#### [CONSIGNES]
a - Modifiez le passage de l'article sur « La gloire d'Héra » qui s'ouvre sur les mots contenant « Par les temps » et se ferme sur « dit Le Tendre. », en remplaçant « banals » par « ordinaires ».
b - Présentez sous forme de tableau Markdown, avec les colonnes « N° » et « Ligne », la partie des entrées qui s'ouvre sur la ligne contenant « of the eyebrow » et se ferme à la fin des entrées, ces deux bornes comprises. Omettez les lignes vides.

#### [EXTRAIT DU DOCUMENT]
^^^^^^^^
La gloire d'Héra : histoire d'un album


La gloire d'Héra
Rossi - Le Tendre


Par les temps qui courent, Christian Rossi et Serge Le Tendre ne sont pas banals. Avec leur dernier album, "La gloire d'Héra", construit autour du personnage d'Héraklès, de la mythologie grecque, des affaires des dieux et des douleurs des hommes, le propos des auteurs n'est décidément pas de faire "vendeur" : "Un sujet difficile est un sujet que l'on porte, avec des résonnances, des choses à découvrir", dit Le Tendre.
Dire que l'élaboration de cet album fut pour les auteurs une affaire de passion n'est pas qu'un mot.

Longue histoire que la maturation de cette Gloire d'Héra.
Après "La quête de l'oiseau du temps", Le Tendre voit Loisel se tourner vers Peter Pan, s'appuyer sur un mythe dont il rêve depuis sa tendre enfance. L'idée germe alors en lui de revenir à son amour de peplums tournés à Hollywood et Cinecitta, de laisser vivre son désir de projection sur un être presque parfait.
La figure d'Héraklès se profile déjà, à mi-chemin entre le divin et l'humain.
Mais la grosse machinerie des "douze travaux" ne colle pas à la sensibilité de Le Tendre qui décide, pour en comprendre les origines, de potasser l'histooire de la mythologie, de lire "quelques tonnes de bouquins", et au passage Sophocle et Euripide.
Les finesses du personnage commencent à se dessiner : quête d'identité engendrée par un père-dieu (Zeus) et une mère mortelle, père absent, frère jumeau...
Le bonhomme "parle" à l'auteur, passionné par la gémellité, par le héros et son double.
^^^^^^^^
#### [DONNÉES FOURNIES]
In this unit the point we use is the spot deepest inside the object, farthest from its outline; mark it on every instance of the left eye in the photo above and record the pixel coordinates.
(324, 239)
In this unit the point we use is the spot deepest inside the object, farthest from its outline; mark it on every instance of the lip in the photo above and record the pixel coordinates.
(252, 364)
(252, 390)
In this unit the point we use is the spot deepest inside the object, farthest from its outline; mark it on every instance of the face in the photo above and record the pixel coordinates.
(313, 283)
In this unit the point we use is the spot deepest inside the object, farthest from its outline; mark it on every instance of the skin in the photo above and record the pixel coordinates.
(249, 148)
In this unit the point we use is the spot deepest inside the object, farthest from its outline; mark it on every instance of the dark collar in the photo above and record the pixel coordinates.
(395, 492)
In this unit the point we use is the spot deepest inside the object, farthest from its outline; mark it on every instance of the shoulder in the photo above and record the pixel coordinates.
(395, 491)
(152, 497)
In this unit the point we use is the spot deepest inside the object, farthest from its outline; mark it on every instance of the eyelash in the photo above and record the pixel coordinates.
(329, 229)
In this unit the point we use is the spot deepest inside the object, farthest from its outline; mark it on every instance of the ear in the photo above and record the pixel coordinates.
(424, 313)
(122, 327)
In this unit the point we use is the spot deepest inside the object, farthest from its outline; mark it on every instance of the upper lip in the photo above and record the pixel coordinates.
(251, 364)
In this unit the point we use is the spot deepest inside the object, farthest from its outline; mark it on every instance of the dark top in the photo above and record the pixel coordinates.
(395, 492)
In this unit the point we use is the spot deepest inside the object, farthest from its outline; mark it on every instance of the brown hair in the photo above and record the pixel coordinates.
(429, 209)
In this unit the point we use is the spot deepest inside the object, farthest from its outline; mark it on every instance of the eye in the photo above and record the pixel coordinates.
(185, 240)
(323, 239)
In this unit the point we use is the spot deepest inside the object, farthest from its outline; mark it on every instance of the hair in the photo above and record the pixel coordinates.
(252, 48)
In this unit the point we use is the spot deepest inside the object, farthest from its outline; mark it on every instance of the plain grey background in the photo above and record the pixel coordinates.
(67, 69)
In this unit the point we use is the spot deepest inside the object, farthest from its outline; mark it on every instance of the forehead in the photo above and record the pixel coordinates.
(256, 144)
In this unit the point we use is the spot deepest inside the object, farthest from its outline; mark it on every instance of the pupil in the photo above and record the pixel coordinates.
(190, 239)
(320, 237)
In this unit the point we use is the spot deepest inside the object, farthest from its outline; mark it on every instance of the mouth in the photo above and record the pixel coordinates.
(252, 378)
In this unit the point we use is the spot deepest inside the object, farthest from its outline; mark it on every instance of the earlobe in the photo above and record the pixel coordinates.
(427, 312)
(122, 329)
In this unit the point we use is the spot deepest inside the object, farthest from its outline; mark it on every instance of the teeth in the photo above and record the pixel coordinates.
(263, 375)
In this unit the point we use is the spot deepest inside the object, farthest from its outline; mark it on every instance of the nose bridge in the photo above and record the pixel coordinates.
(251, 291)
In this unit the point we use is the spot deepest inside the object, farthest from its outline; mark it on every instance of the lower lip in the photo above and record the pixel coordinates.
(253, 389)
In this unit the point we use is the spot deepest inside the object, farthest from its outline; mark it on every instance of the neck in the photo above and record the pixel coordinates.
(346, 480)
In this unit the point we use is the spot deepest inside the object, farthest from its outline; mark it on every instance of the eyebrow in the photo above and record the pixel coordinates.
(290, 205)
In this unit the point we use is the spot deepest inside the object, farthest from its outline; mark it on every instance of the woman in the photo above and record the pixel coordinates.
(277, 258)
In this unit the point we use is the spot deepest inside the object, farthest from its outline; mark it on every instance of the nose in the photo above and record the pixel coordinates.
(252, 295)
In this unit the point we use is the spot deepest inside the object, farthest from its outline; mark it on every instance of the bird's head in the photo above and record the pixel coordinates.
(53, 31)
^^^^^^^^
#### [RÉPONSES]
a -
Par les temps qui courent, Christian Rossi et Serge Le Tendre ne sont pas ordinaires. Avec leur dernier album, "La gloire d'Héra", construit autour du personnage d'Héraklès, de la mythologie grecque, des affaires des dieux et des douleurs des hommes, le propos des auteurs n'est décidément pas de faire "vendeur" : "Un sujet difficile est un sujet que l'on porte, avec des résonnances, des choses à découvrir", dit Le Tendre.

b -
| N° | Ligne |
|---|---|
| 1 | In this unit the point we use is the spot deepest inside the object, farthest from its outline; mark it on every instance of the eyebrow in the photo above and record the pixel coordinates. |
| 2 | (290, 205) |
| 3 | In this unit the point we use is the spot deepest inside the object, farthest from its outline; mark it on every instance of the woman in the photo above and record the pixel coordinates. |
| 4 | (277, 258) |
| 5 | In this unit the point we use is the spot deepest inside the object, farthest from its outline; mark it on every instance of the nose in the photo above and record the pixel coordinates. |
| 6 | (252, 295) |
| 7 | In this unit the point we use is the spot deepest inside the object, farthest from its outline; mark it on every instance of the bird's head in the photo above and record the pixel coordinates. |
| 8 | (53, 31) |